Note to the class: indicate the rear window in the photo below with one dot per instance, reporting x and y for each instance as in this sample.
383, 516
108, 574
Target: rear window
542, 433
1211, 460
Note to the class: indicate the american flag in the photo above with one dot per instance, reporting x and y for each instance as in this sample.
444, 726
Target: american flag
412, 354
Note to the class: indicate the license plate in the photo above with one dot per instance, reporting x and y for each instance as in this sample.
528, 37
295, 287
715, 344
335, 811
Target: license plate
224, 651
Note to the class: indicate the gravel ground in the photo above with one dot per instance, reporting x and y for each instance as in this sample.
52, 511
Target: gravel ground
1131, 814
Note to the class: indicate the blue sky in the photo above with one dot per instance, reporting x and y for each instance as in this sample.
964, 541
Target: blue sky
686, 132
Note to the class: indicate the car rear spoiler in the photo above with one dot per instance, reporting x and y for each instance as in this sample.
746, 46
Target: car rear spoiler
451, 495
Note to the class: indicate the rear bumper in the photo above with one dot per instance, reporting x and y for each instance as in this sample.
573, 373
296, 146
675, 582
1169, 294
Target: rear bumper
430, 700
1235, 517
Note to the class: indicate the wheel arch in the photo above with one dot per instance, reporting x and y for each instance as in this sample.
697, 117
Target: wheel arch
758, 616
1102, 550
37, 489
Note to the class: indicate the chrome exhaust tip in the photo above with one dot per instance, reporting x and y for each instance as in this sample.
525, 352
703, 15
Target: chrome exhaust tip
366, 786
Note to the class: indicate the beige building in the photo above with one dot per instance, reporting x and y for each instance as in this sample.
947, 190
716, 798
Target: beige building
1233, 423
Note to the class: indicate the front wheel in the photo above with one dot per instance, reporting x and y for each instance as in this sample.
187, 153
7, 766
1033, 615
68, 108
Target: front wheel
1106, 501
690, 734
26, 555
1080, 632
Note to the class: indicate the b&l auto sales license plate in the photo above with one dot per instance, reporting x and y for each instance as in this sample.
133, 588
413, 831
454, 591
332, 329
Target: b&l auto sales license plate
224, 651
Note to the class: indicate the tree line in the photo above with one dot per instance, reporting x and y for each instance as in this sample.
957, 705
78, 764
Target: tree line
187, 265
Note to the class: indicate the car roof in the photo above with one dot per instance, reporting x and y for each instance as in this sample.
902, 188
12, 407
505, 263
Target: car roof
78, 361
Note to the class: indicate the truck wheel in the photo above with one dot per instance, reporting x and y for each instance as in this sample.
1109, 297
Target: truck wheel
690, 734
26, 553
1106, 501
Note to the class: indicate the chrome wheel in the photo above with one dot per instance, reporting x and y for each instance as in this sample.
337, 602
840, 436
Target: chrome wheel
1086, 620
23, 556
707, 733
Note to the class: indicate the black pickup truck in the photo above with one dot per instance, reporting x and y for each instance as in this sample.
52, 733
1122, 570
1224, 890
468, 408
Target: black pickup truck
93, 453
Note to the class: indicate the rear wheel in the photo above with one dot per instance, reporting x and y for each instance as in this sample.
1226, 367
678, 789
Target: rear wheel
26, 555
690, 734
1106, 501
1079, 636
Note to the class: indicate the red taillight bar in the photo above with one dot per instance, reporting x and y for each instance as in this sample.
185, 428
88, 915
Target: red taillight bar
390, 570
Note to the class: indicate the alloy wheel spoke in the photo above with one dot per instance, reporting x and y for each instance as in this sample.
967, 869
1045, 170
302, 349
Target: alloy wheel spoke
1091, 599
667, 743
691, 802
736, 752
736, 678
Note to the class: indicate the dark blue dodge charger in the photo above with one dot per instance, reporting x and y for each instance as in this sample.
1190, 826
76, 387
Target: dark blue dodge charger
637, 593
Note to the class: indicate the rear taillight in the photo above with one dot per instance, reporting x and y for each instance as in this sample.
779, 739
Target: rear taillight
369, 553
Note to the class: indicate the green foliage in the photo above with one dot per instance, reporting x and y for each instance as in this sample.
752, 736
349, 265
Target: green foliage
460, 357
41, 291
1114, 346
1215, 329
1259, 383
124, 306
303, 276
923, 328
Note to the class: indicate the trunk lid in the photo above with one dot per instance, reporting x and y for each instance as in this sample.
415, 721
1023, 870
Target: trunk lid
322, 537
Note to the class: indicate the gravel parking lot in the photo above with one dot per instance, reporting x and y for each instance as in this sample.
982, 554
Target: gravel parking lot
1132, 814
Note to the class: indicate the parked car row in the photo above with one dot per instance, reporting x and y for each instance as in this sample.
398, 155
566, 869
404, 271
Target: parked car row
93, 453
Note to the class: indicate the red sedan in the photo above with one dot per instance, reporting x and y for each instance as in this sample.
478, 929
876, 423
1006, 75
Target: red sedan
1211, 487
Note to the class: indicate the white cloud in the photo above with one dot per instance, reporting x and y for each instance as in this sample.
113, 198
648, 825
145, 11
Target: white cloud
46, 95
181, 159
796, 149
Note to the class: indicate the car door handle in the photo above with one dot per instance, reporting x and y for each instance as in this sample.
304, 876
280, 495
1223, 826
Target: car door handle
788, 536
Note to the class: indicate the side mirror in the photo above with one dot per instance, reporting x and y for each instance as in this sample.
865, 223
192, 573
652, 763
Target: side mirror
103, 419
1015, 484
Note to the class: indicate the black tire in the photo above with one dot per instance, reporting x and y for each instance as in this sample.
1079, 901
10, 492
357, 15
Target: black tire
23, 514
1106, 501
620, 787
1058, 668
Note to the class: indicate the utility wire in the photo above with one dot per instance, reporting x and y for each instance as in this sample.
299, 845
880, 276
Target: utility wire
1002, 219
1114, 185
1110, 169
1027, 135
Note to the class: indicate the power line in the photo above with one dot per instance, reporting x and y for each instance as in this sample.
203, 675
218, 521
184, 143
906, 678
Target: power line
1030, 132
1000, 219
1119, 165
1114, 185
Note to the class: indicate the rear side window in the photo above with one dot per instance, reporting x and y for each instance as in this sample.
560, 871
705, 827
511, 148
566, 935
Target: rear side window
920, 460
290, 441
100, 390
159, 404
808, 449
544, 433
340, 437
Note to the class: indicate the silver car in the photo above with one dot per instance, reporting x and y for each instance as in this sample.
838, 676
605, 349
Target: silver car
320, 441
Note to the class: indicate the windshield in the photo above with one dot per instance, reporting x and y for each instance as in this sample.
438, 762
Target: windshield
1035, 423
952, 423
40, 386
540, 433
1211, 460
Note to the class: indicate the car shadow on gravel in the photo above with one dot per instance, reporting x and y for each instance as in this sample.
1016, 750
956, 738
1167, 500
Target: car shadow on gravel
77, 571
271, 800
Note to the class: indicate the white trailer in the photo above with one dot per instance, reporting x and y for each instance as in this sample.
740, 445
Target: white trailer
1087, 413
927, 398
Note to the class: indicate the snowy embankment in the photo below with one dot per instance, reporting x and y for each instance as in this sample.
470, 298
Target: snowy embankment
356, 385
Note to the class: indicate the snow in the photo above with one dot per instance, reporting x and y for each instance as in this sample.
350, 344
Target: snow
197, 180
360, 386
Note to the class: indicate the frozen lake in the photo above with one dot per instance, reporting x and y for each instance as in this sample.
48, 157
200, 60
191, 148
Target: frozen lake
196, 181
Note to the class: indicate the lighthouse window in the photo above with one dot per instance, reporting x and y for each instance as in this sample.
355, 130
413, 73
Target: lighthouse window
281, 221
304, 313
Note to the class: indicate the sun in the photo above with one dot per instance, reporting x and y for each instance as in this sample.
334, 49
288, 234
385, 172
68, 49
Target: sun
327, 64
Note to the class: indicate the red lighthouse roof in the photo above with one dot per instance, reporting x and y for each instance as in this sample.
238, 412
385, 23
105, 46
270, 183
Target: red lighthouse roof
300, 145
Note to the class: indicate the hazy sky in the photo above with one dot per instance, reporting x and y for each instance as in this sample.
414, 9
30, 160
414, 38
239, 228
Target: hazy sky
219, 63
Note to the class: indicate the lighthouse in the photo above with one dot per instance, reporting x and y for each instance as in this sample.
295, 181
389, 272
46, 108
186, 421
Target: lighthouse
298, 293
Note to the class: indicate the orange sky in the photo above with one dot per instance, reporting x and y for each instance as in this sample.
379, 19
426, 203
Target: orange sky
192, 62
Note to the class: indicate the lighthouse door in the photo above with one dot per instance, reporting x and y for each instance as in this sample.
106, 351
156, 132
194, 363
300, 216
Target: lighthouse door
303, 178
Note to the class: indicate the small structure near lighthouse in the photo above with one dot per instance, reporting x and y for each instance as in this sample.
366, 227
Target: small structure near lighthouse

════════

*Uw opdracht*: Geef de regels van de lijst letterlijk terug, te beginnen bij de regel die "Note to the class: indicate the hazy" bevat en tot en met het einde van de lijst.

*Schriftelijk antwoord*:
Note to the class: indicate the hazy sky in the photo above with one dot per instance, reporting x and y for each instance as in this sample.
414, 9
30, 160
414, 38
239, 228
Target: hazy sky
219, 63
Note to the class: indicate the lighthouse in the photo above with one dot per instance, reporting x and y for each instance as in this sample.
295, 181
389, 272
46, 108
186, 421
Target: lighthouse
298, 293
Note to the class: indicate the orange sky in the photo above with one dot per instance, reporting x and y for each instance as in this sample.
379, 19
426, 203
Target: orange sky
192, 62
Note to the class: indicate the lighthouse door in the photo above with one dot per instance, reporting x and y for each instance as in this sample.
106, 351
156, 132
194, 363
300, 216
Target: lighthouse door
303, 178
Note to the class: indicate the small structure near lighthouse in the photo above with one dot per instance, reporting x and y for each instance as in this sample.
366, 227
Target: small structure near lighthouse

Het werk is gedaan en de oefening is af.